> [Objectif 1]
Présentez sous forme de tableau Markdown, avec les colonnes « Numéro » et « Contenu », les lignes du jeu de données allant de celle qui contient "point_to SHOULD mark one point per instance of the bare" jusqu'à celle qui contient "pixel 268 259", ces deux-là comprises. Omettez les lignes vides.

> [Texte fourni]
==========
TRIBUNE. L’anthropologue Florence Bergeaud-Blackler dénonce des processus de sélection de la recherche européenne qui font le lit de l’islamisme.
Le 9 décembre sera une journée importante sur le plan de la lutte contre l’islamisme. Un projet de loi sur le séparatisme sera présenté en conseil des ministres pendant que l’UE annoncera son nouvel agenda contre-terroriste rédigé en urgence (trois semaines, contre un an habituellement). Cette coïncidence des agendas signifie-t-elle une bonne collaboration entre la France et l’UE sur ce sujet ? Rien n’est moins sûr.
L’Europe de la recherche continue de se montrer aveugle, voire complaisante, à l’égard de l’islam politique. Outre qu’il n’est pas bon pour un pays d’expatrier une grande part de sa stratégie et des budgets de recherche, il conviendrait de revoir certaines habitudes de fonctionnement en matière de financement européen de recherche en sciences humaines et sociales et d’être plus attentifs à la qualité et aux compétences des partenaires impliqués dans les consortiums de recherche. On ne peut pas, d’un côté, lutter sur notre territoire contre le terrorisme et, d’un autre côté, laisser l’UE nourrir et engraisser des idéologies qui lui déblaient le chemin.
==========
Lignes d'un jeu de données:
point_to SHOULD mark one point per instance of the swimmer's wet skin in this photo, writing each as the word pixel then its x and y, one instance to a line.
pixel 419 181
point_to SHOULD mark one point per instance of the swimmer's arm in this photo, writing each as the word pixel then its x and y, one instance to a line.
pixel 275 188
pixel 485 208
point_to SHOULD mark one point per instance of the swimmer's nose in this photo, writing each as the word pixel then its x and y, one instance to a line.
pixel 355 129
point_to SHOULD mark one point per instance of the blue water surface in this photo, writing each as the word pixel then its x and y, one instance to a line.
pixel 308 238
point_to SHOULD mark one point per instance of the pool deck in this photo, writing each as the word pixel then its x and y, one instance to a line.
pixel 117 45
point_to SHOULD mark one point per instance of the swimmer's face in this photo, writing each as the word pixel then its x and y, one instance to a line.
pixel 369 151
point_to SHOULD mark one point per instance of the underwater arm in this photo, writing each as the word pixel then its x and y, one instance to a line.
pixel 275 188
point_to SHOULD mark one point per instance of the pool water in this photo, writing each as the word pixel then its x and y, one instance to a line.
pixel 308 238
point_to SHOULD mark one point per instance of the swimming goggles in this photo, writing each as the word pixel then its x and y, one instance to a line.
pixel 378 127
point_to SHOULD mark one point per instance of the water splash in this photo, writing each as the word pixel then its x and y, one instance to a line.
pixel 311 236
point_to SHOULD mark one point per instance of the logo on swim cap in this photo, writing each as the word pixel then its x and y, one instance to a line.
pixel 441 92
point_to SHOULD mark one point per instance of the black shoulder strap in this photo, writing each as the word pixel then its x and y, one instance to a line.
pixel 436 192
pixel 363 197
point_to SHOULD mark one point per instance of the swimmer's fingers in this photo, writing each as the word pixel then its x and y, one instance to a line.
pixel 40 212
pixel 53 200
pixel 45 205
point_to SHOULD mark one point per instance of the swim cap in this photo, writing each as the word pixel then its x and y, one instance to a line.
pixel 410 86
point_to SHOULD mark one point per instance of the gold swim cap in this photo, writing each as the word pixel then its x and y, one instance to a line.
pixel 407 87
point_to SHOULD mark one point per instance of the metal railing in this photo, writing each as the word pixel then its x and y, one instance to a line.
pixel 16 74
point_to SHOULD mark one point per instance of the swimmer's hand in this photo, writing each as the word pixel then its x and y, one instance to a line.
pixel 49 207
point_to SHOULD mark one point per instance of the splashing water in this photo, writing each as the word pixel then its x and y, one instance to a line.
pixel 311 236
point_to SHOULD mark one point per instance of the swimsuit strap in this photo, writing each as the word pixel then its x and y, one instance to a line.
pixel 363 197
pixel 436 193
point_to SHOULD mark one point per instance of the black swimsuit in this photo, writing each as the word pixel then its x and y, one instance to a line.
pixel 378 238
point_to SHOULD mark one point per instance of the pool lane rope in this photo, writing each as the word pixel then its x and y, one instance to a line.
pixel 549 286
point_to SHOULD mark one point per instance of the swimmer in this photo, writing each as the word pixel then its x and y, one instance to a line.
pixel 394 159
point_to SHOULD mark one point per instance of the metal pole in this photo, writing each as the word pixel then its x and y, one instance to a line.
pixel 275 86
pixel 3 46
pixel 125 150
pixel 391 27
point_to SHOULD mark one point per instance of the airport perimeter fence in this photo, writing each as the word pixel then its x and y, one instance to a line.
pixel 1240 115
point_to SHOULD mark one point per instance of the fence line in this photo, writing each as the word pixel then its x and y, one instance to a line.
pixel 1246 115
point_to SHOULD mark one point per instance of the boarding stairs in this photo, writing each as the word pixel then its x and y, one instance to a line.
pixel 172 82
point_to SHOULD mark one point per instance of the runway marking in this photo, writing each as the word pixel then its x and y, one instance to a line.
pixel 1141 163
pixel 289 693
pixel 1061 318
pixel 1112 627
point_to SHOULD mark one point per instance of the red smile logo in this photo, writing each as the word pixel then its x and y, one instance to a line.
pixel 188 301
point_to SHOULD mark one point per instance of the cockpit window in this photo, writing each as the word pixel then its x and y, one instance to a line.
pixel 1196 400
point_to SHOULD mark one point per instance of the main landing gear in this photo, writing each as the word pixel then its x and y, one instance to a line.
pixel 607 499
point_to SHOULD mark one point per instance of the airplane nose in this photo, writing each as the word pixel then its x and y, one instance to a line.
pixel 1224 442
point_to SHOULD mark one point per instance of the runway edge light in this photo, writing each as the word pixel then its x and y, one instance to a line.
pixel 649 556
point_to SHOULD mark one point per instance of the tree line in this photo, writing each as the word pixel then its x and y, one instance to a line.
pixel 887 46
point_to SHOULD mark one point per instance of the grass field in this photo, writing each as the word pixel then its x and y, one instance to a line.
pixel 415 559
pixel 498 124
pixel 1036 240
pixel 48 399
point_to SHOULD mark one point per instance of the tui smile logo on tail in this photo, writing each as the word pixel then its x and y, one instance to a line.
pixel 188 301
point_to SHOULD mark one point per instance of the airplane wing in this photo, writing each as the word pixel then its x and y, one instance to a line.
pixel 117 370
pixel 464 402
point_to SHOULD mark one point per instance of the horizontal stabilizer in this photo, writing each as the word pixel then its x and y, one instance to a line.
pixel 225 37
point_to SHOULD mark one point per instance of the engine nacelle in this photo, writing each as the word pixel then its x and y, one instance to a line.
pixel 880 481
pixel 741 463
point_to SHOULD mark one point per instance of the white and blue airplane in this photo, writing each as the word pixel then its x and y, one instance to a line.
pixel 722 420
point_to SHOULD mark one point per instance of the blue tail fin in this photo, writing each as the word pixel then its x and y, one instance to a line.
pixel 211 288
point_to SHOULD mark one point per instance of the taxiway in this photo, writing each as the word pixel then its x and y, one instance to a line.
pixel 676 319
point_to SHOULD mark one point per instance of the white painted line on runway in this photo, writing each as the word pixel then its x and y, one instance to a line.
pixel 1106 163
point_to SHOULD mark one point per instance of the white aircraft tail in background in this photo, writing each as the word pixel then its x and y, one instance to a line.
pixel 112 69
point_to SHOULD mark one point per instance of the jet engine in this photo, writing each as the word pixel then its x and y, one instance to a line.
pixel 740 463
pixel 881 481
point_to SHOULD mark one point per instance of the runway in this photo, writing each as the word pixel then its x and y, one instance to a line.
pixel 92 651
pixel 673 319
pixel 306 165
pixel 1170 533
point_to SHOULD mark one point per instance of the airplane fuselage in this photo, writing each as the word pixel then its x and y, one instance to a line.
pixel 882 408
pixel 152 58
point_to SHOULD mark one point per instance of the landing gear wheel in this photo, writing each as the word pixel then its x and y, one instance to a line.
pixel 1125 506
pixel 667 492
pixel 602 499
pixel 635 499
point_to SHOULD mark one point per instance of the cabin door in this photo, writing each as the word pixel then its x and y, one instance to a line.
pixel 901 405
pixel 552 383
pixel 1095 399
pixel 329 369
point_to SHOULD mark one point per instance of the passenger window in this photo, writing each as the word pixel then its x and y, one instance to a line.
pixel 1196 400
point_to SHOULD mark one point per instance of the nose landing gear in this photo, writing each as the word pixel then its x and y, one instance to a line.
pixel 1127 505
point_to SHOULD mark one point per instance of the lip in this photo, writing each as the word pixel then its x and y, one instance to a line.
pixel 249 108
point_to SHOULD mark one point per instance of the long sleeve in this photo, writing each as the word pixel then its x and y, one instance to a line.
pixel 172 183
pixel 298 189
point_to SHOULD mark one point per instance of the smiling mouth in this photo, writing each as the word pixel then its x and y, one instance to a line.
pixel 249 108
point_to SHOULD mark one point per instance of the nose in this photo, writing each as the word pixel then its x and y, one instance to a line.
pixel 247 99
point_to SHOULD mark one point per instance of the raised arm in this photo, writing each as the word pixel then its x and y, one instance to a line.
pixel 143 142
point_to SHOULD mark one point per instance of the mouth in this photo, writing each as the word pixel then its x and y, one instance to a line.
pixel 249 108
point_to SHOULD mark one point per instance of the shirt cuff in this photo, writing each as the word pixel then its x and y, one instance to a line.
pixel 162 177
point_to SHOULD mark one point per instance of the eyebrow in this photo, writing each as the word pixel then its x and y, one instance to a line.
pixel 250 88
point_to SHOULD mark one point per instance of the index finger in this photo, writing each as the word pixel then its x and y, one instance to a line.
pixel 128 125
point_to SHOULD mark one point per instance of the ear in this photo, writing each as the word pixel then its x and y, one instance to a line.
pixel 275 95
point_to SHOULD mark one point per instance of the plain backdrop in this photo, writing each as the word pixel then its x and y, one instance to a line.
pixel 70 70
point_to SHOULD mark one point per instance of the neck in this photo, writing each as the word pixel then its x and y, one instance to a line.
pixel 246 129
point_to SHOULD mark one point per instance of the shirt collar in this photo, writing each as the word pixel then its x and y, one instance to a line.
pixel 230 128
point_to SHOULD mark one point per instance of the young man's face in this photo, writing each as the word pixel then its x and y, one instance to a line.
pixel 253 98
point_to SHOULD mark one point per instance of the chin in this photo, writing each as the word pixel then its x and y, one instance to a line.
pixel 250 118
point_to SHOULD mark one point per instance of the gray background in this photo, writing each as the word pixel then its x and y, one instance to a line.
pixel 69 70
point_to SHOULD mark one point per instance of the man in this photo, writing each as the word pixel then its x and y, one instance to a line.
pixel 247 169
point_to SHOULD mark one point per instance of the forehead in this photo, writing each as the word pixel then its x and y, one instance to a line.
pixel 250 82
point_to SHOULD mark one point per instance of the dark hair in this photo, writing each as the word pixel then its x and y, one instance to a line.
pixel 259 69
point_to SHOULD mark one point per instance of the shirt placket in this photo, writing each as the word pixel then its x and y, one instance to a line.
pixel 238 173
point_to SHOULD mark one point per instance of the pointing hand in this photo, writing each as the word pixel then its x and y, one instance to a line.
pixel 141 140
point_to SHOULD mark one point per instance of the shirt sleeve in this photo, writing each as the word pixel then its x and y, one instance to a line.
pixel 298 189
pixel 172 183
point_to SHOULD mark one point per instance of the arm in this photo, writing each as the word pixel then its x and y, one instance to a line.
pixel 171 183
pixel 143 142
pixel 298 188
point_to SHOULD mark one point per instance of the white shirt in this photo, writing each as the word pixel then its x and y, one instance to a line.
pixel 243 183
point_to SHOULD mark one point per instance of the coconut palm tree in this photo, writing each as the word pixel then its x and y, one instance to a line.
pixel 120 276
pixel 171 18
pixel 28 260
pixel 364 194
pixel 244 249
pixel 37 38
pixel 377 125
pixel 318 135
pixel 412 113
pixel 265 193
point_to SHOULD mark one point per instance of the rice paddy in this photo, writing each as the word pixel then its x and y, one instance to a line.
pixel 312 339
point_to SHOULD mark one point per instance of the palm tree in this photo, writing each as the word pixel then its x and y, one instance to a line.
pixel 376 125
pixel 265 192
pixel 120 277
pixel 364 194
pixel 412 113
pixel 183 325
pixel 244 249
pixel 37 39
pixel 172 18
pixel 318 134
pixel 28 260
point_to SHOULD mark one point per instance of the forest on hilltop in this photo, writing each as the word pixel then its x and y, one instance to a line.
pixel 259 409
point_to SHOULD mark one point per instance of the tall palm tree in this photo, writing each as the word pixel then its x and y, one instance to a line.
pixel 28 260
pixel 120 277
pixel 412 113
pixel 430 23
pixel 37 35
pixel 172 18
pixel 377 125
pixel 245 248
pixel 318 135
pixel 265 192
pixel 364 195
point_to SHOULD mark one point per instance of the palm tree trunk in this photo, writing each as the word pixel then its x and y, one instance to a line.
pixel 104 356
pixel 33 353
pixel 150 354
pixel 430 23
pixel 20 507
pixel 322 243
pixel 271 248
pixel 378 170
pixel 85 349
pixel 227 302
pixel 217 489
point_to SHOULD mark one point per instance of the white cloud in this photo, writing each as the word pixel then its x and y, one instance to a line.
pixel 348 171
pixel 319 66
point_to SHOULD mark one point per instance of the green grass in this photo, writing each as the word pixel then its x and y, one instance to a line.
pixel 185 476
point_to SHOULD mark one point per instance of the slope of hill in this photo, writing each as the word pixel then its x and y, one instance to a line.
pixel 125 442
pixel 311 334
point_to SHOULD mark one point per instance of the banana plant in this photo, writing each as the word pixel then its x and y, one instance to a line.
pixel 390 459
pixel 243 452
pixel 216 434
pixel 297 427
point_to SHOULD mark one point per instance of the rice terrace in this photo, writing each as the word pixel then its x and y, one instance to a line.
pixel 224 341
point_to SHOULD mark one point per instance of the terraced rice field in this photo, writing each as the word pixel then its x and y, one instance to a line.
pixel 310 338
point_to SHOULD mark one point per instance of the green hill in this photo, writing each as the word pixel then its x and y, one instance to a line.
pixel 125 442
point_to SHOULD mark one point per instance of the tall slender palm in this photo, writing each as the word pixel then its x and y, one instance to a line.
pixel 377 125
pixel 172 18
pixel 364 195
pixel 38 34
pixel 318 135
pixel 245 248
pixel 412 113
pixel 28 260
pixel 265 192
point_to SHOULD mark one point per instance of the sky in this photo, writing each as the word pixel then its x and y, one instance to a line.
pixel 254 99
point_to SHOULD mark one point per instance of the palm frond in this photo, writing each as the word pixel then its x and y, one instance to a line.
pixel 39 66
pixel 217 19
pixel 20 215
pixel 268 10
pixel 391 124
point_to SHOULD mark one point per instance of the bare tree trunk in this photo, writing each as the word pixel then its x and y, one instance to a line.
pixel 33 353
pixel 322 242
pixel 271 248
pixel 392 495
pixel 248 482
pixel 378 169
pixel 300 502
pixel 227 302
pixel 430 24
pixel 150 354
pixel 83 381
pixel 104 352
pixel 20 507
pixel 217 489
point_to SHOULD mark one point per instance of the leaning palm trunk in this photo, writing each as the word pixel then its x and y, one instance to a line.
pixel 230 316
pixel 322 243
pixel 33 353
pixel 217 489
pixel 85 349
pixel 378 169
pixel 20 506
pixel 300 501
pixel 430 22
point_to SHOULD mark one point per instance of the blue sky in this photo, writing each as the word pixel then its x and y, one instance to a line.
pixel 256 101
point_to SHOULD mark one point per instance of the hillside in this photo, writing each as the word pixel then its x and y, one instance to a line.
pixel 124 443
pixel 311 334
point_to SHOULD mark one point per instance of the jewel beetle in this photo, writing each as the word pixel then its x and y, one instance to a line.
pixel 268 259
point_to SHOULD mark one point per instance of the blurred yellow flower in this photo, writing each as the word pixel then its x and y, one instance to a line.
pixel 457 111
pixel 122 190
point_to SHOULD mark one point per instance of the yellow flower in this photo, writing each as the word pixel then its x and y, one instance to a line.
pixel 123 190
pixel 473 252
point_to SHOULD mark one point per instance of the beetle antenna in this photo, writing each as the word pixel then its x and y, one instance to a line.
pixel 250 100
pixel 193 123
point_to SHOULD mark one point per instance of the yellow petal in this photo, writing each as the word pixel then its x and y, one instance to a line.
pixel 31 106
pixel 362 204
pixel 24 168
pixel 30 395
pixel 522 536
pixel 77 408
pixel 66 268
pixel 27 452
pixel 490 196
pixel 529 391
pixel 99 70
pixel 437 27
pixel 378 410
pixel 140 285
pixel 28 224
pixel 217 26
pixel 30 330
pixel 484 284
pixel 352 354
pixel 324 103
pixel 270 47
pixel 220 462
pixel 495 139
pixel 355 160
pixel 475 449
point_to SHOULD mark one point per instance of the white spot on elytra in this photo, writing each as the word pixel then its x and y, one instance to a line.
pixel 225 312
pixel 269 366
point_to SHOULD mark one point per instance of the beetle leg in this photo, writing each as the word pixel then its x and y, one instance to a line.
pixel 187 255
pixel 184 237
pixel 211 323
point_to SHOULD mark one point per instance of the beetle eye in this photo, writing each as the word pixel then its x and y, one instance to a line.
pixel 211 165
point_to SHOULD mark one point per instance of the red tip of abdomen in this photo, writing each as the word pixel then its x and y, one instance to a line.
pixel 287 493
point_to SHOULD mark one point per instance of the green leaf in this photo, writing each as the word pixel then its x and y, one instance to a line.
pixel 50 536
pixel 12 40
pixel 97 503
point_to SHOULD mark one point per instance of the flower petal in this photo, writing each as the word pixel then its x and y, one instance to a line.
==========
> [Objectif 2]
Recopiez à l'identique, dans la tribune sur la recherche européenne, le passage allant de "Le 9 décembre" jusqu'à "n’est moins sûr.".

> [Solution rédigée 1]
| Numéro | Contenu |
|---|---|
| 1 | point_to SHOULD mark one point per instance of the bare tree trunk in this photo, writing each as the word pixel then its x and y, one instance to a line. |
| 2 | pixel 33 353 |
| 3 | pixel 322 242 |
| 4 | pixel 271 248 |
| 5 | pixel 392 495 |
| 6 | pixel 248 482 |
| 7 | pixel 378 169 |
| 8 | pixel 300 502 |
| 9 | pixel 227 302 |
| 10 | pixel 430 24 |
| 11 | pixel 150 354 |
| 12 | pixel 83 381 |
| 13 | pixel 104 352 |
| 14 | pixel 20 507 |
| 15 | pixel 217 489 |
| 16 | point_to SHOULD mark one point per instance of the leaning palm trunk in this photo, writing each as the word pixel then its x and y, one instance to a line. |
| 17 | pixel 230 316 |
| 18 | pixel 322 243 |
| 19 | pixel 33 353 |
| 20 | pixel 217 489 |
| 21 | pixel 85 349 |
| 22 | pixel 378 169 |
| 23 | pixel 20 506 |
| 24 | pixel 300 501 |
| 25 | pixel 430 22 |
| 26 | point_to SHOULD mark one point per instance of the blue sky in this photo, writing each as the word pixel then its x and y, one instance to a line. |
| 27 | pixel 256 101 |
| 28 | point_to SHOULD mark one point per instance of the hillside in this photo, writing each as the word pixel then its x and y, one instance to a line. |
| 29 | pixel 124 443 |
| 30 | pixel 311 334 |
| 31 | point_to SHOULD mark one point per instance of the jewel beetle in this photo, writing each as the word pixel then its x and y, one instance to a line. |
| 32 | pixel 268 259 |

> [Solution rédigée 2]
Le 9 décembre sera une journée importante sur le plan de la lutte contre l’islamisme. Un projet de loi sur le séparatisme sera présenté en conseil des ministres pendant que l’UE annoncera son nouvel agenda contre-terroriste rédigé en urgence (trois semaines, contre un an habituellement). Cette coïncidence des agendas signifie-t-elle une bonne collaboration entre la France et l’UE sur ce sujet ? Rien n’est moins sûr.